#### Exercises to complete
1) Rewrite the paragraph of the emerald ash borer article that begins "The best candidates for treatment" as a bulleted list, keeping its main facts.
2) Decide whether each statement agrees with the emerald ash borer article. Answer yes or no, and quote the words of the article that decide it.
(a) The emerald ash borer was first identified in Nebraska in eastern Omaha in June 2016.
(b) The parasitic wasps released in 2020 can sting humans.
(c) Eggs laid by female borers hatch within one week.
3) Transcribe the emerald ash borer article from "The emerald ash" to "in Platte County.".
____ Source document
The emerald ash borer (EAB) made headlines when it was first identified in Nebraska, found June 6, 2016, in eastern Omaha.
“The trees in the area where EAB was first found are declining at an alarming rate, to the point that many of the infected trees were removed,” said John Wynn, city forester for Omaha.
Since that time, the invasive tree-destroying bug has made its way to the western part of the city and beyond. Borers appeared in Washington, Seward and Hall Counties in 2020. And just this past August, it was discovered in Columbus, in Platte County.
“Studies show the population of the EAB beetle will spike the seventh year after they were first found in a city.” Wynn said.
They won’t be visible this time of year, but Wynn says they will emerge from their trees to mate in late May or early June. Female borers lay between 90 and 200 eggs in the cracks of tree bark. Those eggs will hatch within three weeks, and the larva begin to do their damage to tree tissue.
“This weakens a dead or dying tree and makes them prone to breakage at the base,” Wynn said.
“If those trees fall onto power lines, they can cause a lot of damage to the electric system,” said Mike Norris, utility forester for Omaha Public Power District. “And it’s a serious safety issue, as well. We don’t want anybody getting hurt.”
For these reasons, OPPD forestry crews and contractors are closely monitoring ash trees in the course of their year-round tree trimming work.
Wynn’s crews are doing the same, removing trees that pose threats to public safety. But there are other concerns, as well.
“The City of Omaha is going to lose 14% of the city tree canopy,” he said. “The cost of these (tree) removals is expensive, so it is a budget buster for every city dealing with EAB.”
Biocontrol strategies are used in areas where EABs are present or suspected, said Jody Green, entomologist with Nebraska Extension
“Living organisms, in the form of natural enemies, have been bred and carefully released in the landscape to manage the pest,” she said.
In the summer of 2020, Nebraska Extension released three species of tiny parasitic wasps to help control EAB. The species were non-stinging and not harmful to humans.
“It will take several years to build up the population,” Green said. “But the larvae of these predatory wasps prey on EAB and over time will bring the population of these invasive beetles down.”
Meantime, home or property owners with ash trees should take action once EAB has been found within a 15-mile radius.
“The first step would be to consult with a certified arborist to have the tree evaluated to see if the tree is a good candidate for treatment (to prevent EAB infestation),” she said. “There are several options now, which have shown success in healthy ash trees.”
The best candidates for treatment have healthy roots, are in a good location, have an appropriate watering and care regimen, and are of high value to homeowners, such as providing shade, she said.
________
____ Available data
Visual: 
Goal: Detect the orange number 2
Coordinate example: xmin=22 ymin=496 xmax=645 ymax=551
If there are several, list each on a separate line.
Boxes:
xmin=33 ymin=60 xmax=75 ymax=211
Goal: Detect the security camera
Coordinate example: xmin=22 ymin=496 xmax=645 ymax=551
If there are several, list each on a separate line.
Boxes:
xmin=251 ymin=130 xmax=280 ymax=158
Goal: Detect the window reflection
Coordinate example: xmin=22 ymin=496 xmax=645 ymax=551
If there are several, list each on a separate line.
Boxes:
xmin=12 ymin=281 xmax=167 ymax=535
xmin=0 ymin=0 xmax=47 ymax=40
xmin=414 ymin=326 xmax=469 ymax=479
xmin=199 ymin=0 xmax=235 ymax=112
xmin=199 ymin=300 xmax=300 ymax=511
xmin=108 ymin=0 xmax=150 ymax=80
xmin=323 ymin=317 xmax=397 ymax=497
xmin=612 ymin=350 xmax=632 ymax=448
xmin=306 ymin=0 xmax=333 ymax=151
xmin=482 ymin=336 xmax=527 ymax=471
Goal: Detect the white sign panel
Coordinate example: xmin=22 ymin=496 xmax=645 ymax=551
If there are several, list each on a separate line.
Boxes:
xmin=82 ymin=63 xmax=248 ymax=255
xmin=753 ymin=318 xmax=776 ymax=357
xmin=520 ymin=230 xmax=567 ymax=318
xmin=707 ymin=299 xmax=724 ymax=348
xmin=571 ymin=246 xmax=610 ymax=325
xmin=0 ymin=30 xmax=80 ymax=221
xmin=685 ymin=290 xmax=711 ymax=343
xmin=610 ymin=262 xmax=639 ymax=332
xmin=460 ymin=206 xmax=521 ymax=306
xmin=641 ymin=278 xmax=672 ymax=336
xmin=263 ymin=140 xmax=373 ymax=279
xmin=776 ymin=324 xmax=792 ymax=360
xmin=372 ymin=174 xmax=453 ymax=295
________
#### Solutions to the tasks
1)
According to Jody Green, the best candidates for treatment:
- have healthy roots
- are in a good location
- have an appropriate watering and care regimen
- are of high value to homeowners, such as by providing shade

2)
(a) Yes: "found June 6, 2016, in eastern Omaha."
(b) No: "The species were non-stinging and not harmful to humans."
(c) No: "Those eggs will hatch within three weeks"

3)
The emerald ash borer (EAB) made headlines when it was first identified in Nebraska, found June 6, 2016, in eastern Omaha.
“The trees in the area where EAB was first found are declining at an alarming rate, to the point that many of the infected trees were removed,” said John Wynn, city forester for Omaha.
Since that time, the invasive tree-destroying bug has made its way to the western part of the city and beyond. Borers appeared in Washington, Seward and Hall Counties in 2020. And just this past August, it was discovered in Columbus, in Platte County.